- Given exercise:
Return the listing below verbatim, line for line, but leave out the pictures.

Photo object pointing listing:
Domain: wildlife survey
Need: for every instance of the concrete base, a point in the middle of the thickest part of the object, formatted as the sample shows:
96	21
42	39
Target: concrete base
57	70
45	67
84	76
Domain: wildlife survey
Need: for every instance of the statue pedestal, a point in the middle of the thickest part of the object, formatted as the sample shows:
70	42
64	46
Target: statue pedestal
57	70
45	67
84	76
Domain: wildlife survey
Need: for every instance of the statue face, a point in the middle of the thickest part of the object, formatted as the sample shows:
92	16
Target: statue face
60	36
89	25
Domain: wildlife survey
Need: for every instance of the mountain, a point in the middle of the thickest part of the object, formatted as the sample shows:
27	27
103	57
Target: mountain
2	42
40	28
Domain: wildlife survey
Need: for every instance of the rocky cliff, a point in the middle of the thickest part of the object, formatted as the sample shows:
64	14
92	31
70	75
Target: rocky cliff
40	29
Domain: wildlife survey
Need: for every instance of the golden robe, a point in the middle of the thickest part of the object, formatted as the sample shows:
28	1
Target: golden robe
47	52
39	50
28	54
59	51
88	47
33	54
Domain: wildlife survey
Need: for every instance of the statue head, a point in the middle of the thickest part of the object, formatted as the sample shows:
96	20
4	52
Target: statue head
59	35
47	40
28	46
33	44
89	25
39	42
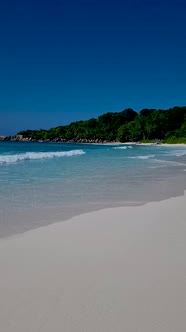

- Solution to this exercise:
Domain: wildlife survey
Need: for every instance of the concrete base, a point in the middle of the thickest part of the object, formatted as the sample shows:
96	21
42	39
Target: concrete base
57	70
45	67
84	76
Domain: wildlife survey
Need: for every instance of the statue pedestal, a point in the middle of the thickest part of the object, formatted as the sample shows:
70	42
64	46
Target: statue pedestal
57	70
45	67
84	76
Domain: wildlife survey
Need: for every instance of the statue face, a point in the middle of the thickest part of the object, formatted as the sample shows:
92	16
Target: statue face
60	36
89	25
Domain: wildlife survey
Need: for every instance of the mountain, a point in the middle of the thickest part of the object, formatted as the sample shows:
27	27
103	57
Target: mountain
2	42
40	28
Domain: wildlife survey
Need: for every instance of the rocky cliff, a point in the middle of the thickest part of the object, formatted as the sample shows:
64	14
92	31
70	75
Target: rocky cliff
40	29
Domain: wildlife survey
Need: for every instance of the golden robe, a point in the middle of the thickest part of the object, formatted as the sample shows:
28	1
Target: golden robe
47	52
39	50
28	54
59	51
88	47
33	54
Domain: wildlife survey
Need: for every instance of the statue head, a point in the middle of the thickest part of the object, formatted as the sample shows:
96	20
4	52
Target: statue head
59	35
47	40
28	46
33	44
89	25
39	42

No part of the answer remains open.